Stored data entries
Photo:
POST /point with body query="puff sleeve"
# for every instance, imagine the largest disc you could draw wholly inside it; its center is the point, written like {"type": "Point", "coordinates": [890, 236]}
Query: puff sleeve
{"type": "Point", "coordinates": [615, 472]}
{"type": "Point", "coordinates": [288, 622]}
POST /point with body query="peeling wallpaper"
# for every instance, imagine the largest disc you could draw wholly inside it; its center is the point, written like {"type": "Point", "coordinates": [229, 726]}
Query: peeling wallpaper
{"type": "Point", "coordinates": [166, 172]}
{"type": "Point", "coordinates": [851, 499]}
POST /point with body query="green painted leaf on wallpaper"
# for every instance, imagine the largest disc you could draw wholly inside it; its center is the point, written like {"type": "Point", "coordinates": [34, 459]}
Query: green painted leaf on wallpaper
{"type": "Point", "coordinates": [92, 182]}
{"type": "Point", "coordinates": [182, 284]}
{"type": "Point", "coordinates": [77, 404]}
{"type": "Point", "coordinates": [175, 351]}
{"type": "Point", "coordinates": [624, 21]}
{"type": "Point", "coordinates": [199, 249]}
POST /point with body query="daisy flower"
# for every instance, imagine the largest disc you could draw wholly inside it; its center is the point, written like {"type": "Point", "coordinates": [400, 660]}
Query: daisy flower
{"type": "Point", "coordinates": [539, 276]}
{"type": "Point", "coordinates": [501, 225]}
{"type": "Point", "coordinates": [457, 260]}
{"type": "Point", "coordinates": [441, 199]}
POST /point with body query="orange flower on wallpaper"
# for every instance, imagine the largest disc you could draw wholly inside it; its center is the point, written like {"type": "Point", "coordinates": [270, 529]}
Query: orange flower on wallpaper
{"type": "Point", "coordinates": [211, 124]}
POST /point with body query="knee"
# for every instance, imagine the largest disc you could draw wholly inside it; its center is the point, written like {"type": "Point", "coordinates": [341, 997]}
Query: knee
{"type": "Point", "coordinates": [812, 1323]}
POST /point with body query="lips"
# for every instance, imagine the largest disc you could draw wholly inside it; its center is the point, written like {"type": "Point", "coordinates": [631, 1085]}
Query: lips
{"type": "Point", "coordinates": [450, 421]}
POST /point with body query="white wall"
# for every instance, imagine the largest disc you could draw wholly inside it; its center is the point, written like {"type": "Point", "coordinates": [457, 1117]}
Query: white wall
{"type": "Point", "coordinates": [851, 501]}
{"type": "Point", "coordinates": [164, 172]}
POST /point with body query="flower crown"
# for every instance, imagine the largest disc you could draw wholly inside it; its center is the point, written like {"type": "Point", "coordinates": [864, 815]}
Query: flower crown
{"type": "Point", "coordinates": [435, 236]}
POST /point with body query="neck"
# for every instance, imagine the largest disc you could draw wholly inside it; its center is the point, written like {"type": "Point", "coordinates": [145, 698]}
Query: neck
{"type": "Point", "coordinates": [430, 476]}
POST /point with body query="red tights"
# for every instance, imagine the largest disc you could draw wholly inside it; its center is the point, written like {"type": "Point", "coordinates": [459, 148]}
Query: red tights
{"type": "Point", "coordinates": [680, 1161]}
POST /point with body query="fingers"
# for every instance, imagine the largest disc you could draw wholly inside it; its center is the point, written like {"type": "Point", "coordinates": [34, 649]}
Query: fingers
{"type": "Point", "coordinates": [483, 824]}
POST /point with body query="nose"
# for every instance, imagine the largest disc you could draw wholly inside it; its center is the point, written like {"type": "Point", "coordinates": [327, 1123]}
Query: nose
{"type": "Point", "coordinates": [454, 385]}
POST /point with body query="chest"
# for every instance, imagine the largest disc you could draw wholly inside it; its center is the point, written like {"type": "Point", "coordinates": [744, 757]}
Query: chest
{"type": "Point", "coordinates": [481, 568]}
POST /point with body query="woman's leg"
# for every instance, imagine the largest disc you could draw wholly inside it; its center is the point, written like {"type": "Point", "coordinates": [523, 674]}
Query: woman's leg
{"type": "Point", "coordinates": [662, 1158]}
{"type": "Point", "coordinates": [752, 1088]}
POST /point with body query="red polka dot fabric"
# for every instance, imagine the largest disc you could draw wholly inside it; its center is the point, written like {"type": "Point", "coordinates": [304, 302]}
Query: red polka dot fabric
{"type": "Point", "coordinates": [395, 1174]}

◆ Exercise goal: Transcribe each entry exactly as it appears.

◆ Task output:
Photo:
POST /point with body query="puff sleeve"
# for every instance, imagine the largest disc you could draw wholly inside it; its center is the point, written like {"type": "Point", "coordinates": [890, 236]}
Query: puff sleeve
{"type": "Point", "coordinates": [615, 472]}
{"type": "Point", "coordinates": [288, 622]}
POST /point with body query="peeling wallpaper"
# for every instance, imagine the largest disc you could draw wholly inside it; its center is the point, written like {"type": "Point", "coordinates": [229, 726]}
Query: peeling wallpaper
{"type": "Point", "coordinates": [166, 172]}
{"type": "Point", "coordinates": [851, 499]}
POST /point with body query="green painted leaf on wallpaper"
# for every instance, imagine the largest disc you could draw wholly inside it; its center is the point, written like {"type": "Point", "coordinates": [34, 459]}
Query: green painted leaf on wallpaper
{"type": "Point", "coordinates": [92, 182]}
{"type": "Point", "coordinates": [182, 284]}
{"type": "Point", "coordinates": [77, 404]}
{"type": "Point", "coordinates": [175, 351]}
{"type": "Point", "coordinates": [624, 21]}
{"type": "Point", "coordinates": [199, 249]}
POST /point with body query="daisy flower"
# for every instance, imagine the largest disc you could draw wholly inside it; its center is the point, written like {"type": "Point", "coordinates": [400, 660]}
Query: daisy flower
{"type": "Point", "coordinates": [539, 276]}
{"type": "Point", "coordinates": [501, 225]}
{"type": "Point", "coordinates": [457, 260]}
{"type": "Point", "coordinates": [441, 199]}
POST /point with body query="orange flower on wallpaper"
# for every instance, imagine the largest disc you could draw wholly inside it; its center is the point, written like {"type": "Point", "coordinates": [270, 529]}
Query: orange flower on wallpaper
{"type": "Point", "coordinates": [211, 124]}
POST /point with body query="knee"
# for every instance, imagine the largest disc you could draw wholly inside it; its center is the point, written like {"type": "Point", "coordinates": [341, 997]}
Query: knee
{"type": "Point", "coordinates": [812, 1323]}
POST /point with body query="lips"
# for every instance, imagine the largest disc you could draw wholly inside it; its center is the point, written like {"type": "Point", "coordinates": [631, 1085]}
Query: lips
{"type": "Point", "coordinates": [450, 421]}
POST /point with body query="white wall"
# for every instance, imagine the largest disc you could draw wholly inside it; its center is the point, written like {"type": "Point", "coordinates": [457, 1117]}
Query: white wall
{"type": "Point", "coordinates": [851, 501]}
{"type": "Point", "coordinates": [164, 172]}
POST /point with body query="flower crown"
# for every instance, imagine the largest disc you could draw wholly inside it; its center is the point, written like {"type": "Point", "coordinates": [864, 815]}
Query: flower crown
{"type": "Point", "coordinates": [435, 236]}
POST /point with body query="neck"
# for every instance, imagine the largest disc you could draw wholly inside it; its center is the point, written like {"type": "Point", "coordinates": [145, 698]}
Query: neck
{"type": "Point", "coordinates": [430, 476]}
POST /point with body query="red tights"
# for every instance, imagine the largest disc you could draw wholly inside it; its center is the point, written like {"type": "Point", "coordinates": [459, 148]}
Query: red tights
{"type": "Point", "coordinates": [680, 1161]}
POST /point with body query="fingers"
# for every instance, imagine the largest disc you could draw wholly inside it; its center is the point, written like {"type": "Point", "coordinates": [34, 649]}
Query: fingers
{"type": "Point", "coordinates": [483, 824]}
POST /point with body query="nose"
# for every instance, imagine the largest disc you could draw wholly inside it; its center is the point, written like {"type": "Point", "coordinates": [327, 1123]}
Query: nose
{"type": "Point", "coordinates": [454, 385]}
POST /point with body query="chest"
# for every instance, imagine the largest disc you could draw wholly inside it; its center is the point, written like {"type": "Point", "coordinates": [744, 757]}
Query: chest
{"type": "Point", "coordinates": [481, 568]}
POST /point with body query="woman's leg"
# for every instance, imagine the largest disc you could draw wholly inside it; its center is the point, written like {"type": "Point", "coordinates": [523, 674]}
Query: woman's leg
{"type": "Point", "coordinates": [662, 1158]}
{"type": "Point", "coordinates": [752, 1088]}
POST /point with body query="red polka dot fabric"
# for every instance, imagine the largest disc you could draw wholly inside it; its center is the point, written like {"type": "Point", "coordinates": [304, 302]}
Query: red polka dot fabric
{"type": "Point", "coordinates": [395, 1174]}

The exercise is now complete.